> Dataset content
━━━━━━━━━━━━━━━━
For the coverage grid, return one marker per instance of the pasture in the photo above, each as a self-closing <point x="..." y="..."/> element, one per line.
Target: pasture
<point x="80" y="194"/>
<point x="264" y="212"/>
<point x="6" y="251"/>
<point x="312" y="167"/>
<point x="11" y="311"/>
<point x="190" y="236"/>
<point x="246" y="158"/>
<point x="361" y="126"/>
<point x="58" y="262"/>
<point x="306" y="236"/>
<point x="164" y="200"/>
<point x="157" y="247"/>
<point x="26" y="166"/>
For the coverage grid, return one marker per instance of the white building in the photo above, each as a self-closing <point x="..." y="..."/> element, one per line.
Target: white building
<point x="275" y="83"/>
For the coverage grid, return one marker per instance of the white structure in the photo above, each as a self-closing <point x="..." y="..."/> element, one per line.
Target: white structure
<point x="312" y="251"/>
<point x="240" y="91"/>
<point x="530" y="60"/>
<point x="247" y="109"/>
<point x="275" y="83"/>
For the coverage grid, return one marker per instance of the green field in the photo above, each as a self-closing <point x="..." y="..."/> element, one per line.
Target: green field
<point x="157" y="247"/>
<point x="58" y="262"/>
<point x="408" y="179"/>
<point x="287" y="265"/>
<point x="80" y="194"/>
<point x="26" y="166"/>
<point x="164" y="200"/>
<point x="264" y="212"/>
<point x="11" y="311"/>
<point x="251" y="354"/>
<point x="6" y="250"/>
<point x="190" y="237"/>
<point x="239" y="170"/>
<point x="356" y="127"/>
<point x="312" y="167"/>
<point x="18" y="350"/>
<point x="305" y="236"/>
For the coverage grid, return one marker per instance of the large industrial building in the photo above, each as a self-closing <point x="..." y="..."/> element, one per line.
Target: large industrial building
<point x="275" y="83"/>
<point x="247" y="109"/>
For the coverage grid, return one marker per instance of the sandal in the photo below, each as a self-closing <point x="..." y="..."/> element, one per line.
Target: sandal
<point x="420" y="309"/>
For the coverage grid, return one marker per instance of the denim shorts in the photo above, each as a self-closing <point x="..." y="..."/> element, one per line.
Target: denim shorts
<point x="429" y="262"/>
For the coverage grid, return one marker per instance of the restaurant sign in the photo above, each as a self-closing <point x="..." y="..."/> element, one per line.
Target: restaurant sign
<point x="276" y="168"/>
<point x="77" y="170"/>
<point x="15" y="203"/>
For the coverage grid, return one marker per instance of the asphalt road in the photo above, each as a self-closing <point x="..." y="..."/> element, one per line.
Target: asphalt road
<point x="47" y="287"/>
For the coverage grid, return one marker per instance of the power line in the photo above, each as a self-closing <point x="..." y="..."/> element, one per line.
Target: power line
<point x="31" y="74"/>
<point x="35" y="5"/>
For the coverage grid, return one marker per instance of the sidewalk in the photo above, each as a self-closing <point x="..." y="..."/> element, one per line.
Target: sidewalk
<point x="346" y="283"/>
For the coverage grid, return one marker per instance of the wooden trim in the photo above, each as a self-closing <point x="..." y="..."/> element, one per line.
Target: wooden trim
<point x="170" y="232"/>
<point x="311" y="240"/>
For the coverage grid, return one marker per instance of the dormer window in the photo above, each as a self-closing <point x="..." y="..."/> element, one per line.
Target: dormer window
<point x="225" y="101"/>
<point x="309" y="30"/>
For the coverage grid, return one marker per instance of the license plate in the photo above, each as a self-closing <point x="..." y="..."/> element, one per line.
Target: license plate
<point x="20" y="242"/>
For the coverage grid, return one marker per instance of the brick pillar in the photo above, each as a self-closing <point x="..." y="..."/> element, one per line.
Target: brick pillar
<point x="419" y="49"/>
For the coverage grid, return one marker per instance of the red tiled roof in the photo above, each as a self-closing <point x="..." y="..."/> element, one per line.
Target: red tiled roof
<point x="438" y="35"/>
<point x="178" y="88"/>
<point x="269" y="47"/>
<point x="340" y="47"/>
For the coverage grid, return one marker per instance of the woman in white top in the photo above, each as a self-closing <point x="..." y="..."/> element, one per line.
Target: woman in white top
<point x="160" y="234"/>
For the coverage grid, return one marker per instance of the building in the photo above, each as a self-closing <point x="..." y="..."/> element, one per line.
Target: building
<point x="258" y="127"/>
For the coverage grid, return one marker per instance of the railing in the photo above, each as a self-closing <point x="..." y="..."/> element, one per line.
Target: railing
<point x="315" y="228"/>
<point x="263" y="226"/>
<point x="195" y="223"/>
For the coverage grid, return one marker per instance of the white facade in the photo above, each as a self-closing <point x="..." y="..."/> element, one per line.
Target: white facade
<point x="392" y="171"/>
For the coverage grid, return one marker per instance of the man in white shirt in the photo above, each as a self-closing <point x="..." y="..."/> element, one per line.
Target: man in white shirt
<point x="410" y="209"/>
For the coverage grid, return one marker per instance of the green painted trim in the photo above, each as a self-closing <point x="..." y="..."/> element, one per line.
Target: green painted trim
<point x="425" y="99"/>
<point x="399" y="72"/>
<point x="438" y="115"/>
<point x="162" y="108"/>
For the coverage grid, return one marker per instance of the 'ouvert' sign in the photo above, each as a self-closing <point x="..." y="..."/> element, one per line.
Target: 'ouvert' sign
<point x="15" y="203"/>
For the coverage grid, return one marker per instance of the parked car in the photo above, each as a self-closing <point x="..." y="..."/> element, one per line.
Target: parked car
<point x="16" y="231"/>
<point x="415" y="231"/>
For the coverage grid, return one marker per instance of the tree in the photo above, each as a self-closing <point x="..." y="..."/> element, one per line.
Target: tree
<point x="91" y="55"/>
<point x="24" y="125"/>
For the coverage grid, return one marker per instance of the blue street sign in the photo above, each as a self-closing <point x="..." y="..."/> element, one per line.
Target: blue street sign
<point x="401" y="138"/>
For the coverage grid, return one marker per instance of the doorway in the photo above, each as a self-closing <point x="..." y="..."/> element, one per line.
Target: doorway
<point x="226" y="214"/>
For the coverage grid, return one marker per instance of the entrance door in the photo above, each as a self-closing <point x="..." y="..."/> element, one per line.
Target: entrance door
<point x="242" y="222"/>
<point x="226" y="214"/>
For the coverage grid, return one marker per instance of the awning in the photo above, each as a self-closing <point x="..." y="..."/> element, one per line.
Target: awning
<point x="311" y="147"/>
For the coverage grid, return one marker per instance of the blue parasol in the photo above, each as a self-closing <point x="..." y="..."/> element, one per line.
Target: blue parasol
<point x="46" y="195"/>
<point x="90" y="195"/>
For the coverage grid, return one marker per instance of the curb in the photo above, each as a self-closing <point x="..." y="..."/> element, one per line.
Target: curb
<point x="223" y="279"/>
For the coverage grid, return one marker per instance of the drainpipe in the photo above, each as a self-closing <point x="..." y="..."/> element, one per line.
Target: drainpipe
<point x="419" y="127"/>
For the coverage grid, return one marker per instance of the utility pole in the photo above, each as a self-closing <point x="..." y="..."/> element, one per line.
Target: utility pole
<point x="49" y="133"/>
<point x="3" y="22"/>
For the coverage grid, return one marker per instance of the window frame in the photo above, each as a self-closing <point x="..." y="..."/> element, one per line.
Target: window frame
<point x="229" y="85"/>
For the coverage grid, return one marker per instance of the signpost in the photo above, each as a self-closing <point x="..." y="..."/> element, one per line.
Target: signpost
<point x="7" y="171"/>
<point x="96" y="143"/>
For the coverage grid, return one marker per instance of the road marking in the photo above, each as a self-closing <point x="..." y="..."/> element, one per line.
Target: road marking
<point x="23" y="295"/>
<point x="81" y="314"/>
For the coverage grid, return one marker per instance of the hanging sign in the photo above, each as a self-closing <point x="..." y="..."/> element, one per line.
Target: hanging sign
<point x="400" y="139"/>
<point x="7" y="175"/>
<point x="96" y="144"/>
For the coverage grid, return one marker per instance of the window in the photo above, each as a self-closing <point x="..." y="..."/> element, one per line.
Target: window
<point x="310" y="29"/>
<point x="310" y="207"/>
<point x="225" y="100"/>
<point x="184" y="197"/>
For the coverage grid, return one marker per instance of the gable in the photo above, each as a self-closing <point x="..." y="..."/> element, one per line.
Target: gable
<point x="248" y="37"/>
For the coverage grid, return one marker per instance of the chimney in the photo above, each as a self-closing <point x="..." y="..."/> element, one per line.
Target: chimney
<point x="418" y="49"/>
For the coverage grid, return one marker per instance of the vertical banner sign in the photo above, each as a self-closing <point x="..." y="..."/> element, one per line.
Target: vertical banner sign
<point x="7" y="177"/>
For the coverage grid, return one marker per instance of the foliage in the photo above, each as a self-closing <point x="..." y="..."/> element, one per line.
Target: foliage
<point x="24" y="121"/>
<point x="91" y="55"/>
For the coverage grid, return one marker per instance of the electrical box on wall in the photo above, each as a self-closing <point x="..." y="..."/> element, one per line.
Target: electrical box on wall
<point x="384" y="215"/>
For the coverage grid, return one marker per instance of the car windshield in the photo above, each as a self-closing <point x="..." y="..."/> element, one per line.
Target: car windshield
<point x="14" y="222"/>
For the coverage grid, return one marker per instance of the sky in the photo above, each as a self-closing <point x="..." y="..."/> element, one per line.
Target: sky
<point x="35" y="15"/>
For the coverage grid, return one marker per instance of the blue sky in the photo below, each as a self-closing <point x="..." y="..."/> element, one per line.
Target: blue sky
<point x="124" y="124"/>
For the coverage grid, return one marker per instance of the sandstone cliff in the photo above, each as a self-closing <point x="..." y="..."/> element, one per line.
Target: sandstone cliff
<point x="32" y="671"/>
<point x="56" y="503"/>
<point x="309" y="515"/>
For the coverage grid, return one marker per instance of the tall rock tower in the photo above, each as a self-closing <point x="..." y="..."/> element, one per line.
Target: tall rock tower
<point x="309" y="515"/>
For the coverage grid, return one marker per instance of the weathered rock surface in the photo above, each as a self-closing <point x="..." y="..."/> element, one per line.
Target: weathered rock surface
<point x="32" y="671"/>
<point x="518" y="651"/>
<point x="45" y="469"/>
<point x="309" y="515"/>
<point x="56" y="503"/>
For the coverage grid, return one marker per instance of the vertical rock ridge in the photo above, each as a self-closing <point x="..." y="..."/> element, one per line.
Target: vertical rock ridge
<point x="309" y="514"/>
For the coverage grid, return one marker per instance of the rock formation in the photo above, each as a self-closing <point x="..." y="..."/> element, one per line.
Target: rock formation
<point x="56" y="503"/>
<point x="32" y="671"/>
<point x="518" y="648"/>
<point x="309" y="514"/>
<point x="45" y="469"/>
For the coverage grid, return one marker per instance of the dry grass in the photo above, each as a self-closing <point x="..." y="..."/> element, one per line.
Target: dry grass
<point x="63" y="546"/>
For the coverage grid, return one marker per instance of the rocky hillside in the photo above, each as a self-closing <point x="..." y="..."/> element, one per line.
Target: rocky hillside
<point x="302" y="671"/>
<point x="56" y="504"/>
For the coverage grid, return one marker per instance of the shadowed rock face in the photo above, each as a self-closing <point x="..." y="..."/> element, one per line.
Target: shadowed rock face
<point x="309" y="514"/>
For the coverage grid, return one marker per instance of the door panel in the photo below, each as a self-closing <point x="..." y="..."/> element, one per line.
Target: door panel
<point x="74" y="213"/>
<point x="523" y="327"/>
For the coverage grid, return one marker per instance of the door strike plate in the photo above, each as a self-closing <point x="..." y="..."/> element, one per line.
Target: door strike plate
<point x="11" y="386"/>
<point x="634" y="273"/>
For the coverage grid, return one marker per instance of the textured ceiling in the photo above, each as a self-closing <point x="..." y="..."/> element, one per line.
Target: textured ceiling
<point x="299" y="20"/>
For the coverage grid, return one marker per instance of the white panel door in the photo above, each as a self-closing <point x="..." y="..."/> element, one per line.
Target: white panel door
━━━━━━━━━━━━━━━━
> Instructions to follow
Copy the data above exactly, starting at the line that contains "of the shadowed" and continuing through the end of the data, both ends included.

> Answer for the task
For the coverage grid, return one marker per instance of the shadowed rock face in the photo above, each as a self-closing <point x="..." y="..."/> element, one per line.
Target: shadowed rock face
<point x="309" y="514"/>
For the coverage grid, return one marker per instance of the door panel in the photo below, each as a self-closing <point x="..." y="..."/> element, one per line.
Target: door panel
<point x="74" y="213"/>
<point x="523" y="327"/>
For the coverage grid, return one marker per instance of the door strike plate in the photo above, each as a self-closing <point x="..." y="..."/> element, one per line.
Target: door strike plate
<point x="11" y="386"/>
<point x="634" y="273"/>
For the coverage grid, return one marker per instance of the textured ceiling in the photo above, each as a self-closing <point x="..." y="..."/> element, one per line.
Target: textured ceiling
<point x="299" y="20"/>
For the coverage grid, return one marker per instance of the white panel door in the photo above, each as a self-closing <point x="..." y="..."/> element, one per line.
Target: white panel door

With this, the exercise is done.